* BEGIN Working data *

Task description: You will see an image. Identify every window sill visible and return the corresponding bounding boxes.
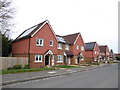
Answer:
[36,45,43,47]
[35,61,43,63]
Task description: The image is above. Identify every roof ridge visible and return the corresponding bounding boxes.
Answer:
[85,42,97,44]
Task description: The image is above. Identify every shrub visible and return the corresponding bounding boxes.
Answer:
[23,64,29,69]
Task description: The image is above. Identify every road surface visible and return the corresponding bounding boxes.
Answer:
[3,64,118,88]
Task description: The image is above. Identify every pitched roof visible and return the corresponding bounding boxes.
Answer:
[99,45,107,53]
[85,42,96,51]
[14,20,57,42]
[62,33,80,44]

* END Working data *

__The problem__
Retype every row above verbatim, leaving out the picture.

__Final result__
Task description: You will see an image. Identify every window sill visible and return the corresponding bounding boxes.
Answer:
[36,45,43,47]
[35,61,43,63]
Task description: The image is above. Identify every roof ridge visible and return the corresponding bounding boxes.
Answer:
[85,42,97,44]
Task description: The image is above. Identify every shrub visible and return the corresponding bounding boxes.
Answer:
[23,64,29,69]
Task description: The image is above. Identify every road surface visible and return the corresponding bounding boxes.
Answer:
[3,64,118,88]
Task description: The image is above. Identify every pitched roof visible and return the corresponding bounding boxes.
Answer:
[99,45,107,53]
[85,42,96,51]
[14,20,57,42]
[62,33,80,44]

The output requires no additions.